=== WHAT THE TASK ASKS ===
Reproduce the data below word for word, from the line containing "Expected: one point per instance of the knotted" through the end of the data, with both ends included.

=== MATERIAL SHOWN ===
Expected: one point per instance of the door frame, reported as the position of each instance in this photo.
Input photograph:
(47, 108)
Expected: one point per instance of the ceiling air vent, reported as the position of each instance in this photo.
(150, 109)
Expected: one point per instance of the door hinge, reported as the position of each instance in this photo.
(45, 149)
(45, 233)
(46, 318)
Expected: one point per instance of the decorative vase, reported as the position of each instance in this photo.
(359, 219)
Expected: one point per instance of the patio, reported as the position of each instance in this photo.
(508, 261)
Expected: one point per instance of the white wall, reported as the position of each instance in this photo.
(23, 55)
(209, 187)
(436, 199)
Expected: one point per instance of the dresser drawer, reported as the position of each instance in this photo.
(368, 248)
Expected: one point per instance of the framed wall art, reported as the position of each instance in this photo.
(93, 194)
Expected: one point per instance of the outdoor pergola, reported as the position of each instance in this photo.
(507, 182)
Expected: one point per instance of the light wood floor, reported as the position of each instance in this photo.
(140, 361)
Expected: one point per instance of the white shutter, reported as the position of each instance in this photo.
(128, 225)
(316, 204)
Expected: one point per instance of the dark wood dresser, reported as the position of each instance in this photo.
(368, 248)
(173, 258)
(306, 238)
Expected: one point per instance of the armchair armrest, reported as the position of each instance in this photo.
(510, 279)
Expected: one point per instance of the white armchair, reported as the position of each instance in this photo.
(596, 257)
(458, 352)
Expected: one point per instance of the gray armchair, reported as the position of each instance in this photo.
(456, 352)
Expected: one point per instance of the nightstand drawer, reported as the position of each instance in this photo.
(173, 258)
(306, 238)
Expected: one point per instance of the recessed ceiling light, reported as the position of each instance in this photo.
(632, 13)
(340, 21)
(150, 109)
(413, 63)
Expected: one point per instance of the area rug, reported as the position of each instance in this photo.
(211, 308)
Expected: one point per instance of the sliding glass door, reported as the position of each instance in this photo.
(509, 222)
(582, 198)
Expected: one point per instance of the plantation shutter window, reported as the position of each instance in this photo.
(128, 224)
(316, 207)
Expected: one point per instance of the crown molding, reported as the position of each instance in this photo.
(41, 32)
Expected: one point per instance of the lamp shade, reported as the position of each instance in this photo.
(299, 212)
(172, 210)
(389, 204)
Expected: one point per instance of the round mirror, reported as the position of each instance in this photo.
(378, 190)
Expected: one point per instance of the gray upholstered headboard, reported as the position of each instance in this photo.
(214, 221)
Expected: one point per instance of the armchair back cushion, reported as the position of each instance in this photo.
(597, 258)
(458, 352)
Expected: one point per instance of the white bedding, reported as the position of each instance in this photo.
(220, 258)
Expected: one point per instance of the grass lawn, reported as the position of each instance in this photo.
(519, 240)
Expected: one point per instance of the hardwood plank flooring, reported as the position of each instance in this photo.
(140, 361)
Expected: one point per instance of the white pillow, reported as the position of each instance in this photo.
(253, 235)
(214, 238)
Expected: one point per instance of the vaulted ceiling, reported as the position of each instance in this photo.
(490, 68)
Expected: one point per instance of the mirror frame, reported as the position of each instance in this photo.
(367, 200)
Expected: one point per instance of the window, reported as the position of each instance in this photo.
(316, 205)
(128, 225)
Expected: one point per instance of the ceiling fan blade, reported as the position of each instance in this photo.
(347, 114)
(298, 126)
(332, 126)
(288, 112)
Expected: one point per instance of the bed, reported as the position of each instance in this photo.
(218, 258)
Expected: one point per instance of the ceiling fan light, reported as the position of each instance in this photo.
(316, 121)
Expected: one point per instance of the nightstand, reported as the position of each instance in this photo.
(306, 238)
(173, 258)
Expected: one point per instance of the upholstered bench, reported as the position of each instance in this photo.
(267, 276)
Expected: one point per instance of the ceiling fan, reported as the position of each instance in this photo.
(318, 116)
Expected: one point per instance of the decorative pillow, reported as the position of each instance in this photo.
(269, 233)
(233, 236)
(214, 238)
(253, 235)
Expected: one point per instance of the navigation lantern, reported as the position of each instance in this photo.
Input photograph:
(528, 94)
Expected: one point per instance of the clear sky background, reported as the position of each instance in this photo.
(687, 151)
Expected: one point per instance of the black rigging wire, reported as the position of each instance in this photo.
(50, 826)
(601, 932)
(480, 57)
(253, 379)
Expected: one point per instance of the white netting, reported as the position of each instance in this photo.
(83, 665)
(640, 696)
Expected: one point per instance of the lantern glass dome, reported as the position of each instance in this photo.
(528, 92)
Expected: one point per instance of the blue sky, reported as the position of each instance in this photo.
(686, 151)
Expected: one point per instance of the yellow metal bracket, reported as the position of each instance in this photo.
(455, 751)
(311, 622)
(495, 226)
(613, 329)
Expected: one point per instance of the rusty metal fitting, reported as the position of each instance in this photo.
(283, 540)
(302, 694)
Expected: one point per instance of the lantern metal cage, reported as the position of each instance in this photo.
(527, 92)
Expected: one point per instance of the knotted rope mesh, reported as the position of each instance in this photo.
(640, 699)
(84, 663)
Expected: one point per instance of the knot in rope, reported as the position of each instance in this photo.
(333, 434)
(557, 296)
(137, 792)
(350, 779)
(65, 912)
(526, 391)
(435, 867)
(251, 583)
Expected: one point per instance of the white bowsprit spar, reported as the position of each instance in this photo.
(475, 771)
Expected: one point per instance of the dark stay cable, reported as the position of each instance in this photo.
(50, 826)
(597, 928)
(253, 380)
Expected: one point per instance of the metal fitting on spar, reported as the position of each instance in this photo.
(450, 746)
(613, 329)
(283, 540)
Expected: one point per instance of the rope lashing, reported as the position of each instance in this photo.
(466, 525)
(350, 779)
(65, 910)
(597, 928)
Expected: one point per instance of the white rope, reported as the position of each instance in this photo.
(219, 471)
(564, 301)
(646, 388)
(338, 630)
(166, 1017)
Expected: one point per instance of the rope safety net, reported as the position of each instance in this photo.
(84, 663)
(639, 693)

=== RESPONSE TO THE TASK ===
Expected: one point per instance of the knotted rope mesh, reported as the position of each instance in this photo.
(640, 699)
(84, 663)
Expected: one point per instance of the knot in rope, reported as the position of each instance in this photo.
(333, 434)
(557, 296)
(137, 792)
(350, 779)
(65, 912)
(526, 391)
(435, 867)
(251, 583)
Expected: one point per instance of the white bowsprit spar, reported as the position of each instance in this photo.
(475, 771)
Expected: one point per instance of the dark stay cable, reported as the position of each instance in this photo.
(50, 826)
(597, 928)
(253, 380)
Expected: one point per instance of the metal fitting on spar, reported as the position of each instance in this photo.
(450, 746)
(613, 329)
(283, 540)
Expected: one point per instance of the rope lashing, reported as the position of each instance in this photo.
(466, 525)
(350, 779)
(65, 910)
(597, 928)
Expected: one point per instance of the white rope, reported as the position of each instance in this photo.
(219, 471)
(564, 301)
(646, 388)
(338, 630)
(166, 1017)
Expected: one point per instance of the rope safety net, reported as the position of each instance in this photo.
(84, 663)
(639, 693)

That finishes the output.